>> BEGIN Source records
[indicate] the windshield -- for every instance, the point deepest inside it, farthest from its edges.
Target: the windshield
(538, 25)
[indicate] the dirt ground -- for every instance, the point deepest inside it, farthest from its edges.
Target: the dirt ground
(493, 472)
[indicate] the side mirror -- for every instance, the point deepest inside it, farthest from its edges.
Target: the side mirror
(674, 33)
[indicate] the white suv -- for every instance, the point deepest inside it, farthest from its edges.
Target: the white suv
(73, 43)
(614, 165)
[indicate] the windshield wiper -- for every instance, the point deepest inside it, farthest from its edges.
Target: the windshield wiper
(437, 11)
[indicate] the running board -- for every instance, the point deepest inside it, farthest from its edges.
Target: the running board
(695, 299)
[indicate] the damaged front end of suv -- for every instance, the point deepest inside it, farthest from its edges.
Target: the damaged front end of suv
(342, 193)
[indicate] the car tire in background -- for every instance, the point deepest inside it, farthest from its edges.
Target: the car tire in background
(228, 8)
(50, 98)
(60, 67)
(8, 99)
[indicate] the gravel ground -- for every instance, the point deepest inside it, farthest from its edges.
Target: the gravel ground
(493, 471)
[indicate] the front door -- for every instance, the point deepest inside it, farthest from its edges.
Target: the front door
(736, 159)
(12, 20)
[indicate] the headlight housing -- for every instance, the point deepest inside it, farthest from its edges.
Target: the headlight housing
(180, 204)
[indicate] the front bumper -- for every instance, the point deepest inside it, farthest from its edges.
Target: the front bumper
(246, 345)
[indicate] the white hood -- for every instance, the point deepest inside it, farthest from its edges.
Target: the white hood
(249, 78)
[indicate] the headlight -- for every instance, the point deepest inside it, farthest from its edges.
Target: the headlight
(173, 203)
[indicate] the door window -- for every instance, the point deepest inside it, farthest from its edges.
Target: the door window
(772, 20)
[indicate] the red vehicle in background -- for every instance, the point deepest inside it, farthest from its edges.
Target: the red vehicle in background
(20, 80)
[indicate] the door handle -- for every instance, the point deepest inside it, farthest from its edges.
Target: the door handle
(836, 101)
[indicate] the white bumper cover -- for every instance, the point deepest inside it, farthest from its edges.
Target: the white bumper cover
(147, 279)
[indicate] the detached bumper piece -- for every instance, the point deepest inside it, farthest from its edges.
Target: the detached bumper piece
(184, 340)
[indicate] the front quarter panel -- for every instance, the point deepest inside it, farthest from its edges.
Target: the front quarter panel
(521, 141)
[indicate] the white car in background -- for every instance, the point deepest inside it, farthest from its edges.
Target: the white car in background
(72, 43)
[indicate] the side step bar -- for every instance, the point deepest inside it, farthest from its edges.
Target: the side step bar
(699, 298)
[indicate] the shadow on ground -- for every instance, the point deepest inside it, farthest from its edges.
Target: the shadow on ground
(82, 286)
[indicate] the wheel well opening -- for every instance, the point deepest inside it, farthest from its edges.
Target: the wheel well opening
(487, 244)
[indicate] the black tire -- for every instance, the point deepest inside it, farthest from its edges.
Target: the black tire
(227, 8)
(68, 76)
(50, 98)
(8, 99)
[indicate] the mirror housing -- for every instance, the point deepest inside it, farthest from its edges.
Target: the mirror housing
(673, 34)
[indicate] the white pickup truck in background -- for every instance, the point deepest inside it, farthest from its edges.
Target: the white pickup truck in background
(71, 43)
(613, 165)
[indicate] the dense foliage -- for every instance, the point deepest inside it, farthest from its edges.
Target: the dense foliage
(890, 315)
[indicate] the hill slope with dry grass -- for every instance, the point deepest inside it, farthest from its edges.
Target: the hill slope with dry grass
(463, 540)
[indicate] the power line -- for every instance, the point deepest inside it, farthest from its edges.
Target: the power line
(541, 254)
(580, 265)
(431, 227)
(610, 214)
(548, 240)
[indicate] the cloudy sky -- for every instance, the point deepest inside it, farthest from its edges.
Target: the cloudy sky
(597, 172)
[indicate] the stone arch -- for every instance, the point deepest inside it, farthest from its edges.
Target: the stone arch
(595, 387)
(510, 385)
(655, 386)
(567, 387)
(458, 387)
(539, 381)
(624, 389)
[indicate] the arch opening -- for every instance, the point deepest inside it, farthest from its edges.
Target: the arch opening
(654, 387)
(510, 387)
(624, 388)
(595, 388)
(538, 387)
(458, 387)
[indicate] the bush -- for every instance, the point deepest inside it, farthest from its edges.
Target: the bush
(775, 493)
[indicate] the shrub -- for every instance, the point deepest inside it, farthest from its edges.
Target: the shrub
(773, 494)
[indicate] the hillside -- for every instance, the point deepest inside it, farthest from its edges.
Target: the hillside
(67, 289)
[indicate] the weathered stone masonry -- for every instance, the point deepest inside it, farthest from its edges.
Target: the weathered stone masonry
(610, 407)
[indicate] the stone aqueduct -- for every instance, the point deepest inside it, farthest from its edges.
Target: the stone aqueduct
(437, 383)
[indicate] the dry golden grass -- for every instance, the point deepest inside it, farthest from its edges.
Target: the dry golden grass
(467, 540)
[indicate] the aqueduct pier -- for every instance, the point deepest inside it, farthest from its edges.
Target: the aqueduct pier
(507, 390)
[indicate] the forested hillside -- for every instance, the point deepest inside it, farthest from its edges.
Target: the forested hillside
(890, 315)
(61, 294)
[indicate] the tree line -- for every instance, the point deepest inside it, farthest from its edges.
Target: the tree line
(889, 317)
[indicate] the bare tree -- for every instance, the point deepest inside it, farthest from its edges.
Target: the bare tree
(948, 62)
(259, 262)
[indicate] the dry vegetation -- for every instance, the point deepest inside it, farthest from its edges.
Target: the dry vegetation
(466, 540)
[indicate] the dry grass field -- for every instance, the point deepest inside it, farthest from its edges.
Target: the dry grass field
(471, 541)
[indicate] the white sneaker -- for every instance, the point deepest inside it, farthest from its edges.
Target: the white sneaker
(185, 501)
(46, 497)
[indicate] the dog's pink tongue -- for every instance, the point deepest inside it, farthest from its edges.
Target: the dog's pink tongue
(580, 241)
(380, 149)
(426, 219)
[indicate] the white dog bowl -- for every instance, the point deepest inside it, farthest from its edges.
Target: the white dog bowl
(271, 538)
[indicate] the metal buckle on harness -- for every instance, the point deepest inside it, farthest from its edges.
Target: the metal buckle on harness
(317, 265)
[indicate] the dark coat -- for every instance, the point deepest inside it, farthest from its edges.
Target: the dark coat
>> END Source records
Exercise goal
Write out all the rows above as a JSON list of strings, one string per line, with blank lines dropped.

Finished task
[
  "[indicate] the windshield -- for every instance, the point deepest inside it, farthest from its edges.",
  "Target: the windshield",
  "(538, 25)",
  "[indicate] the dirt ground -- for every instance, the point deepest inside it, farthest from its edges.",
  "Target: the dirt ground",
  "(493, 472)",
  "[indicate] the side mirror -- for every instance, the point deepest inside it, farthest from its edges.",
  "Target: the side mirror",
  "(674, 33)",
  "[indicate] the white suv -- for every instance, the point deepest inside it, farthest from its edges.",
  "Target: the white suv",
  "(73, 43)",
  "(614, 165)",
  "[indicate] the windshield wiper -- for every instance, the point deepest inside it, farthest from its edges.",
  "Target: the windshield wiper",
  "(437, 11)",
  "[indicate] the running board -- for every instance, the point deepest inside it, farthest from its edges.",
  "Target: the running board",
  "(695, 299)",
  "[indicate] the damaged front end of suv -- for every instance, the point deepest inside it, farthest from its edges.",
  "Target: the damaged front end of suv",
  "(342, 193)",
  "[indicate] the car tire in background -- for every instance, the point deepest inside it, farthest from its edges.",
  "Target: the car tire in background",
  "(228, 8)",
  "(50, 98)",
  "(60, 67)",
  "(8, 99)",
  "[indicate] the gravel ground -- for every instance, the point deepest inside it, farthest from its edges.",
  "Target: the gravel ground",
  "(493, 471)",
  "[indicate] the front door -- for every instance, the point deepest inside it, farthest from its edges.",
  "Target: the front door",
  "(736, 159)",
  "(12, 20)",
  "[indicate] the headlight housing -- for every instance, the point deepest inside it, farthest from its edges.",
  "Target: the headlight housing",
  "(180, 204)",
  "[indicate] the front bumper -- for every instance, the point deepest inside it, farthest from its edges.",
  "Target: the front bumper",
  "(246, 345)",
  "[indicate] the white hood -- for every instance, the point deepest inside it, farthest from its edges.",
  "Target: the white hood",
  "(249, 78)",
  "[indicate] the headlight -- for every instance, the point deepest inside it, farthest from its edges.",
  "Target: the headlight",
  "(173, 203)",
  "[indicate] the door window -- for every instance, the point deepest inside it, farthest from its edges.",
  "Target: the door window",
  "(772, 20)",
  "[indicate] the red vehicle in background -- for every instance, the point deepest inside it, farthest from its edges.",
  "Target: the red vehicle in background",
  "(20, 80)",
  "[indicate] the door handle -- for every instance, the point deepest inside it, farthest from its edges.",
  "Target: the door handle",
  "(836, 101)",
  "[indicate] the white bumper cover -- for every instance, the point deepest inside it, farthest from its edges.",
  "Target: the white bumper cover",
  "(147, 279)",
  "[indicate] the detached bumper piece -- for every instance, the point deepest inside it, farthest from its edges.",
  "Target: the detached bumper piece",
  "(184, 340)",
  "[indicate] the front quarter panel -- for every instance, the point deepest inside it, farthest from its edges.",
  "Target: the front quarter panel",
  "(521, 141)",
  "[indicate] the white car in background -- for every instance, the point deepest inside it, farthest from its edges.",
  "Target: the white car in background",
  "(72, 43)",
  "[indicate] the side step bar -- for every instance, the point deepest inside it, farthest from its edges.",
  "Target: the side step bar",
  "(699, 298)",
  "[indicate] the shadow on ground -- for every instance, the point deepest inside it, farthest from its edges.",
  "Target: the shadow on ground",
  "(82, 286)",
  "[indicate] the wheel well opening -- for every instance, the point deepest inside it, farthest from its edges.",
  "Target: the wheel well opening",
  "(487, 244)",
  "[indicate] the black tire -- for every instance, the point deepest inside it, farthest from its edges.",
  "Target: the black tire",
  "(227, 8)",
  "(68, 76)",
  "(50, 98)",
  "(8, 99)",
  "[indicate] the mirror housing -- for every instance, the point deepest inside it, farthest from its edges.",
  "Target: the mirror housing",
  "(673, 34)",
  "[indicate] the white pickup truck in background -- for every instance, the point deepest inside it, farthest from its edges.",
  "Target: the white pickup truck in background",
  "(71, 43)",
  "(613, 165)",
  "[indicate] the dense foliage -- for every instance, the point deepest inside it, farthest from its edges.",
  "Target: the dense foliage",
  "(890, 315)",
  "[indicate] the hill slope with dry grass -- for every instance, the point deepest inside it, farthest from its edges.",
  "Target: the hill slope with dry grass",
  "(463, 540)",
  "[indicate] the power line -- for every instance, the point deepest inside it, farthest from its edges.",
  "Target: the power line",
  "(541, 254)",
  "(580, 265)",
  "(431, 227)",
  "(610, 214)",
  "(548, 240)",
  "[indicate] the cloudy sky -- for every instance, the point deepest inside it, farthest from its edges.",
  "Target: the cloudy sky",
  "(597, 172)",
  "[indicate] the stone arch -- for every instance, the point deepest inside it, farthest from its edges.",
  "Target: the stone arch",
  "(595, 387)",
  "(510, 385)",
  "(655, 386)",
  "(567, 387)",
  "(458, 387)",
  "(539, 381)",
  "(624, 389)",
  "[indicate] the arch opening -- for every instance, the point deepest inside it, farthest from its edges.",
  "Target: the arch opening",
  "(654, 387)",
  "(510, 387)",
  "(624, 388)",
  "(595, 388)",
  "(538, 387)",
  "(458, 387)",
  "[indicate] the bush -- for every instance, the point deepest inside it, farthest from its edges.",
  "Target: the bush",
  "(775, 493)",
  "[indicate] the shrub -- for every instance, the point deepest inside it, farthest from its edges.",
  "Target: the shrub",
  "(773, 494)",
  "[indicate] the hillside -- for every instance, the point deepest inside it, farthest from its edges.",
  "Target: the hillside",
  "(67, 289)",
  "[indicate] the weathered stone masonry -- for every instance, the point deepest inside it, farthest from its edges.",
  "Target: the weathered stone masonry",
  "(610, 407)",
  "[indicate] the stone aqueduct -- for every instance, the point deepest inside it, farthest from its edges.",
  "Target: the stone aqueduct",
  "(437, 383)",
  "[indicate] the dry golden grass -- for every instance, the point deepest inside it, farthest from its edges.",
  "Target: the dry golden grass",
  "(467, 540)",
  "[indicate] the aqueduct pier -- for every instance, the point deepest inside it, farthest from its edges.",
  "Target: the aqueduct pier",
  "(507, 390)",
  "[indicate] the forested hillside -- for every instance, the point deepest inside it, farthest from its edges.",
  "Target: the forested hillside",
  "(890, 315)",
  "(61, 294)",
  "[indicate] the tree line -- for every instance, the point deepest inside it, farthest from its edges.",
  "Target: the tree line",
  "(889, 317)",
  "[indicate] the bare tree -- for every instance, the point deepest inside it, farthest from its edges.",
  "Target: the bare tree",
  "(948, 62)",
  "(259, 262)",
  "[indicate] the dry vegetation -- for every instance, the point deepest inside it, farthest from its edges.",
  "Target: the dry vegetation",
  "(466, 540)",
  "[indicate] the dry grass field -- for every instance, the point deepest inside it, farthest from its edges.",
  "Target: the dry grass field",
  "(471, 541)",
  "[indicate] the white sneaker -- for every instance, the point deepest inside it, farthest from its edges.",
  "Target: the white sneaker",
  "(185, 501)",
  "(46, 497)",
  "[indicate] the dog's pink tongue -- for every instance, the point deepest inside it, farthest from its edges.",
  "Target: the dog's pink tongue",
  "(580, 241)",
  "(380, 149)",
  "(426, 219)",
  "[indicate] the white dog bowl -- for every instance, the point deepest inside it, farthest from its edges.",
  "Target: the white dog bowl",
  "(271, 538)",
  "[indicate] the metal buckle on harness -- for every instance, the point deepest inside it, farthest from its edges.",
  "Target: the metal buckle on harness",
  "(317, 265)",
  "[indicate] the dark coat -- for every instance, the point deepest inside it, farthest from its edges.",
  "Target: the dark coat"
]